Task to complete:
The required output is the exact run of lines below that opens at the line with "Target: grassy foreground slope" and closes at the line with "x=44, y=137".

[Stored data entries]
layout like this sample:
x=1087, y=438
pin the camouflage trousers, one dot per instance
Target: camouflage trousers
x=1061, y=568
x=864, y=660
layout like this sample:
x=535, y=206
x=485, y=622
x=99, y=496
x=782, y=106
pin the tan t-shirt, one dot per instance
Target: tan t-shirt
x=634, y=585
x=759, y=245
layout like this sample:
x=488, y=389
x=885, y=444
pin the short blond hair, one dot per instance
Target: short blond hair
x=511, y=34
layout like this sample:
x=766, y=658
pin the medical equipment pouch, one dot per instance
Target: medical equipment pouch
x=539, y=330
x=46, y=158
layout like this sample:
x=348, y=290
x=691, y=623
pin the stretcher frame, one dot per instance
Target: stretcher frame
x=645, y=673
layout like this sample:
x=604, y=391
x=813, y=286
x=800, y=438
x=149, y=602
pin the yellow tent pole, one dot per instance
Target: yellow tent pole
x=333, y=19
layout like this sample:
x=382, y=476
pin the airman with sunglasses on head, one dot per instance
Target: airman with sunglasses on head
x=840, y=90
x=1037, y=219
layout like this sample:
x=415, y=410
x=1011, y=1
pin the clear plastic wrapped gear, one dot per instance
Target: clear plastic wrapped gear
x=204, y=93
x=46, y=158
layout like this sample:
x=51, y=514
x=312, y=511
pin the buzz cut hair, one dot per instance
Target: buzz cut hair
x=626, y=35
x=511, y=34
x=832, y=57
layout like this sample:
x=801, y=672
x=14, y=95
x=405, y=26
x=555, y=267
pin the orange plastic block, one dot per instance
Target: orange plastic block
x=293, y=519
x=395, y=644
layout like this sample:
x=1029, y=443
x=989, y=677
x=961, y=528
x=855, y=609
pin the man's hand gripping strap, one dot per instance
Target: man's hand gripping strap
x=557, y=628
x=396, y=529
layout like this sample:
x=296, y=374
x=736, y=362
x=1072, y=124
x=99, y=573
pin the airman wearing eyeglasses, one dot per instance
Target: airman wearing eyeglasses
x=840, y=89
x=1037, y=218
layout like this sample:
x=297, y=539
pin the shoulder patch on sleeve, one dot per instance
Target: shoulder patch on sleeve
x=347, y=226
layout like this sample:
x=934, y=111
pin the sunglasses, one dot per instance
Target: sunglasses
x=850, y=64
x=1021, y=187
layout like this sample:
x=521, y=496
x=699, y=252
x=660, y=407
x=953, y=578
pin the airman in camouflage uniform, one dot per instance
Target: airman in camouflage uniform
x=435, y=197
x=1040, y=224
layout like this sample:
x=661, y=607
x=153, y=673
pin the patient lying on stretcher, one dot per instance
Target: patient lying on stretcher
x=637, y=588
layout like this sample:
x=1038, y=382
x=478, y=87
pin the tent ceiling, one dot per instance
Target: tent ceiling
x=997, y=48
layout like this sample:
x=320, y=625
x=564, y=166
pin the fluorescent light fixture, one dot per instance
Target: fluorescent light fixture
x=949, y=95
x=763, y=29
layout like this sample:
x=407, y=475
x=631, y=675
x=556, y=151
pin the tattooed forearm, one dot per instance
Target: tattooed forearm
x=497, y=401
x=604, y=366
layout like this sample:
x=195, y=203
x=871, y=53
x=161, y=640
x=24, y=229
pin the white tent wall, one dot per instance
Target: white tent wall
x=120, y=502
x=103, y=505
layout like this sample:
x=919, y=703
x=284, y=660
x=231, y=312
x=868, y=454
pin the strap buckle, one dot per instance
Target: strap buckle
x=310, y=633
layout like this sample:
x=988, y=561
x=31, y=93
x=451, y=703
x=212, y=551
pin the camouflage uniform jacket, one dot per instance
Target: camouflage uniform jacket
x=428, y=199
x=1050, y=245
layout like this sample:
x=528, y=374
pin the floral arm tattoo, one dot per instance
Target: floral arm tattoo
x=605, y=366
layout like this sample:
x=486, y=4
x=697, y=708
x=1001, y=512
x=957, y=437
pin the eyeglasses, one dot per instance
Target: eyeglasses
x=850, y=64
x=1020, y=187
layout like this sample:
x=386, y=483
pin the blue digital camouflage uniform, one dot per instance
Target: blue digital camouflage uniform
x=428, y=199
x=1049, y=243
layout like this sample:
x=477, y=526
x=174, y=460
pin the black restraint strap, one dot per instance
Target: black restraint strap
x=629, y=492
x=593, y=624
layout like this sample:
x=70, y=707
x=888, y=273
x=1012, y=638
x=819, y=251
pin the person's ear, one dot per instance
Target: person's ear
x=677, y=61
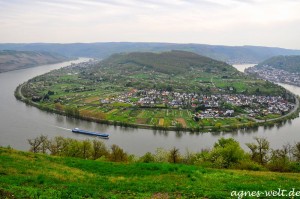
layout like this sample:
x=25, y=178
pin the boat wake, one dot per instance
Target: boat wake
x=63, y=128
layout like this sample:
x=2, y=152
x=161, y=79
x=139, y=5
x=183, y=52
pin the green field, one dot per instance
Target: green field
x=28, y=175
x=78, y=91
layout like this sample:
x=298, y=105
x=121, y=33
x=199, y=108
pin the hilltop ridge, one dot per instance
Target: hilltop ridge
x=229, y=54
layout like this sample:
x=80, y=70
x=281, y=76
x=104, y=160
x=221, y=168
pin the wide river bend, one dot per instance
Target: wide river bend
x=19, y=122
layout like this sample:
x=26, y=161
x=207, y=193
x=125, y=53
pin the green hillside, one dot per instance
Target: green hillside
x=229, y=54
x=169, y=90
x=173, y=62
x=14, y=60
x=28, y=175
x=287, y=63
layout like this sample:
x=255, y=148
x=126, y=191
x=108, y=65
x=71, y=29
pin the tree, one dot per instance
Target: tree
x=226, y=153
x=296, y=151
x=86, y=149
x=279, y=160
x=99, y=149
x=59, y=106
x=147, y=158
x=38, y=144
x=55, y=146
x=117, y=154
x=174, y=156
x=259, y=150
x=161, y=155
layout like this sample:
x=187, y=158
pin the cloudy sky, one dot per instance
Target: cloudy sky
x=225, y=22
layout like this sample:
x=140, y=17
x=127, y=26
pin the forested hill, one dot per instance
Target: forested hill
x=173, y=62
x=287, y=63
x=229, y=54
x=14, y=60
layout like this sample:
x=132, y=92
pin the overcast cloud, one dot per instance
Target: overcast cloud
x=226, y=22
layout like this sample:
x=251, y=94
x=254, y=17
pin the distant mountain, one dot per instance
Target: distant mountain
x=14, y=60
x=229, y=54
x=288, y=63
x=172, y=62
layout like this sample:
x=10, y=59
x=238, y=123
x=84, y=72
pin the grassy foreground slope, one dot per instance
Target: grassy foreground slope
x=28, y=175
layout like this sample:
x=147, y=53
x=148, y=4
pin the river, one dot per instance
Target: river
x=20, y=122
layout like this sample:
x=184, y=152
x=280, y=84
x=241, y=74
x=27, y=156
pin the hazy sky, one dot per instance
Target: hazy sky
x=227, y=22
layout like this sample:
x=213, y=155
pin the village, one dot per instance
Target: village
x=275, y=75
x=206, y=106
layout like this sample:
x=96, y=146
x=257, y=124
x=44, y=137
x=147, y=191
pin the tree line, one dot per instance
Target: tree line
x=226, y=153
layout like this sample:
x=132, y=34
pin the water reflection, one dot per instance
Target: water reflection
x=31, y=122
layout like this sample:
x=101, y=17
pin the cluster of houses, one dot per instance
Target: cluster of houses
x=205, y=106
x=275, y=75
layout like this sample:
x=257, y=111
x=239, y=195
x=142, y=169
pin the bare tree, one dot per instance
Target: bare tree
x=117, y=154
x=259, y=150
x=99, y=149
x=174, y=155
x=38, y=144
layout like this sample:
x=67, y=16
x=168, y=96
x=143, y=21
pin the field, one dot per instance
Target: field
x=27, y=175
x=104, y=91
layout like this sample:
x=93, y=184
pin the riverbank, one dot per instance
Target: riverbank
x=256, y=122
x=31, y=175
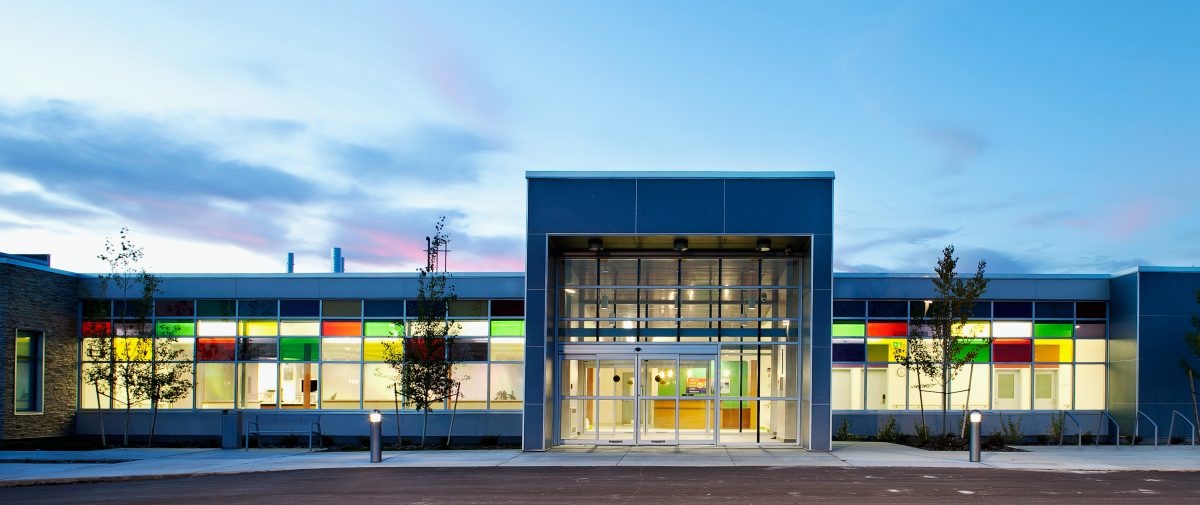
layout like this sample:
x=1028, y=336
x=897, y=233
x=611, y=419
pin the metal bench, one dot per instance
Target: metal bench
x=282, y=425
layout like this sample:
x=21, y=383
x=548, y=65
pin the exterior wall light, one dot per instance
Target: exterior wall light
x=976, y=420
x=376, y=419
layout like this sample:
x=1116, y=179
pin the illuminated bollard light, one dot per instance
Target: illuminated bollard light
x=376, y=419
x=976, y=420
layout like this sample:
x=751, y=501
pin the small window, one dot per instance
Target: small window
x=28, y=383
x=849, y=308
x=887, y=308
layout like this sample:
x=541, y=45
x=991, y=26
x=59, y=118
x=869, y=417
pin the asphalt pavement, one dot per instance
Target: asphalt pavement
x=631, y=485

Finished task:
Target: grassy foreground slope
x=28, y=175
layout like this sample:
x=147, y=53
x=148, y=4
pin the river, one dot per instance
Target: river
x=20, y=122
layout like this sample:
x=184, y=152
x=280, y=84
x=241, y=74
x=27, y=156
pin the hazy sky, one dot per instance
Target: hazy sky
x=227, y=22
layout like this sample:
x=213, y=155
pin the village, one dot per instance
Target: village
x=275, y=75
x=206, y=106
layout like this sample:
x=96, y=146
x=257, y=124
x=44, y=137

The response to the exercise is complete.